Extrait choisi —
============================================================
TROUBLES DE L'HUMEUR

 

 

1. GENERALITE :

a) ÉPIDÉMIOLOGIE

En France la prévalence sur la vie entière est, respectivement, de 10,7% pour les hommes et de 22,4 % chez les femmes 

b) SUICIDE

Le risque suicidaire est inhérent à la dépression dont il constitue la principale complication. Il s'agit d'une complication difficilement prévisible, et qui n'est pas toujours liée à la gravité symptomatique.
- 12000 morts par suicide en 1992, chiffre qui a dépassé celui des accidents de la route.
- 70% au moins souffraient de dépression. 
- Les hommes déprimés se suicident 2 à 3 fois plus que les femmes. La solitude est un des facteurs de risque le plus souvent retrouvé dans les études. Chez la personne âgée dépressive le risque suicidaire est 3 fois plus fort.

c) LES MYTHES DE LA MALADIE DÉPRESSIVE ( APA 1993) :

MYTHES  REPONSES 
1 - La maladie dépressive n'est pas sévère  le préjudice peut être intolérable 
2- Elle est rare  25% des femmes sont à risque 
3- Elle répond rapidement au traitement  souvent, ça prend des mois 
4- Elle peut disparaître spontanément pour de bon  souvent, elle est handicapante 
5- Il ne s'agit pas de maladie sérieuse  10% à 15% décèdent par suicide 
6- Il s'agit d'un épisode transitoire, sans lendemain  75%, rechutent 
7- La psychothérapie peut éviter la survenue d'autres épisodes  elle la retarde seulement 
8- La chimiothérapie doit à tout prix être arrêtée  c'est l'inverse qui est vrai 
9- La chimiothérapie prophylactique peut être stoppée sans aucun risque  la récurrence aussi 
10- Il s'agit d'un trouble purement psychologique  elle implique des changements biochimiques et micro-structuraux du cerveau 

d) REALITE :

Maladie récurrente, potentiellement létale : 15% des dépressifs mort par suicide
Implication de multiples fonctions cérébrales et somatiques 
Risques de récurrence
85% des sujets qui ont présenté un état dépressif majeur rechuteront au moins une fois.
50% des patients rechutent dans la 1ére année 
Risques d'abstinence thérapeutique => Douleur, dysfonctionnement, hospitalisations, re-réponse lente ou inadéquate, chronicité, suicide 
Le suivi est un garde-fou vis à vis de la ré-émergence des symptômes 

 

2. NOSOGRAPHIE :

    La distinction qui séparait dépression endogène et dépression psychogène paraît inadéquate. Les études sur les événements de vie ont joué un rôle décisif dans l'abandon de cette différence : les événements de vie précédant l'apparition d'un épisode dépressif s'étant avérés qualitativement et quantitativement peu différents dans les deux cas...
Les lignes de démarcation que l'on a tendance à préférer aujourd'hui sont thérapeutiques et non plus étiologiques.

    Actuellement une conception unitaire, de l'existence d'un trouble dépressif global, unique, de degrés de sévérité variables est privilégiée avec même l'idée d'une révolution beaucoup plus globale à travers l'idée de spectre bipolaire.

Ce qu'on appelle désormais trouble bipolaire proprement dit (BP I) se caractérise essentiellement par un ou plusieurs épisodes maniaques habituellement accompagnés par un ou plusieurs épisodes dépressifs majeurs.
============================================================
Lignes fournies —

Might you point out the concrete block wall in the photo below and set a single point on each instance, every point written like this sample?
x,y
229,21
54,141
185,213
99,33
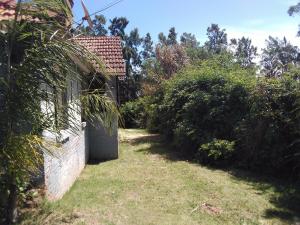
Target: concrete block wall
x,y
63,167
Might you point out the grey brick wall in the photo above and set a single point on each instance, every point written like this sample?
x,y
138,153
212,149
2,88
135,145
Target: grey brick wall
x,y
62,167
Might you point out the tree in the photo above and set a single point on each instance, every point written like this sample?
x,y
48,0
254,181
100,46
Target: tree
============================================================
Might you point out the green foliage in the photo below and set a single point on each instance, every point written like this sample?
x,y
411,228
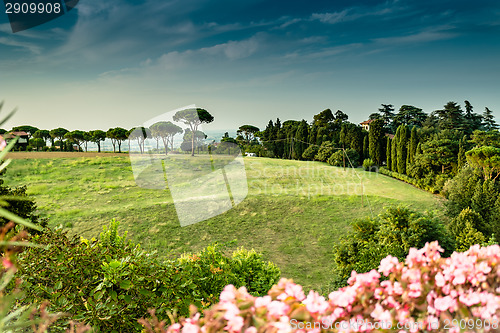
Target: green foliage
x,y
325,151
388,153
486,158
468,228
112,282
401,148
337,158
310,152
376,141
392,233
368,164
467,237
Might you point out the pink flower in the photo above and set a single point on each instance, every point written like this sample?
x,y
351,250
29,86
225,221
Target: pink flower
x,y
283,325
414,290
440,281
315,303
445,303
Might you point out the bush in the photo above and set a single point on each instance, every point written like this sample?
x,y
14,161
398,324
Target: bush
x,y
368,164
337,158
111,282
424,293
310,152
============================================================
Travail à faire —
1. Relevez, dans l'extrait sur les troubles de l'humeur, toutes les conséquences rattachées aux risques d'abstinence thérapeutique.
2. Reprenez l'extrait sur les troubles de l'humeur après sa dernière phrase et poursuivez-le dans le même style.

Réponses attendues —
1.
- Douleur
- Dysfonctionnement
- Hospitalisations
- Re-réponse lente ou inadéquate
- Chronicité
- Suicide

2.
Il a été isolé et décrit au XIXe siècle par Falret (1851) avec la " folie circulaire " et Baillarger (1854) avec la " folie à double forme.
E. Kraepelin rassemblera tous ces " troubles affectifs " dans le cadre unique de la " folie maniaco-dépressive ", rapidement acceptée en France sous le terme de psychose maniaco-dépressive (PMD) qui s'opposait point par point à la démence précoce (la schizophrénie) par les caractéristiques suivantes : évolution périodique ou épisodique, meilleur pronostic avec parfois rémission généralement complète entre les accès et absence d'amoindrissement progressif, sinon à un stade très tardif de l'évolution.
Je rappelle que ces des théories ont été développées dans les années 1920...

 

On décrit plusieurs niveaux pathologiques, essentiellement en fonction de l'intensité des troubles (et une pénétrance génétique proportionnelle, de plus en plus faible), dans le spectre des maladies de l'humeur:
  • Bipolaire I : Manie (hospitalisation) + Dépression 
  • Bipolaire II : Dépression + hypomanie ou manie modérée (hospitalisation non nécessaire). Les TB type II sont méconnus parce que le diagnostic rétrospectif d'un antécédent d'hypomanie est souvent manqué lorsque l'interrogatoire a lieu en phase dépressive, le pessimisme foncier du déprimé ne l'autorisant pas à évoquer le souvenir généralement agréable d'une période révolue d'euphorie hypomaniaque. C'est de la sorte que de nombreux états dépressifs qui passent pour "unipolaires" sont en réalité bipolaires. 
  • Bipolaire III : Dépression + histoire familiale de manie ou Dépression + (hypo)manie pharmacologique.
  • Dépression unipolaire où le risque de récurrence est permanent : 85% des sujets qui ont présenté un EDM rechuteront au moins une fois. 50% des patients rechutent dans la 1ére année. 
  • Formes atténuées et souvent prolongées : dysthymie, hypomanie pure et cyclothymie.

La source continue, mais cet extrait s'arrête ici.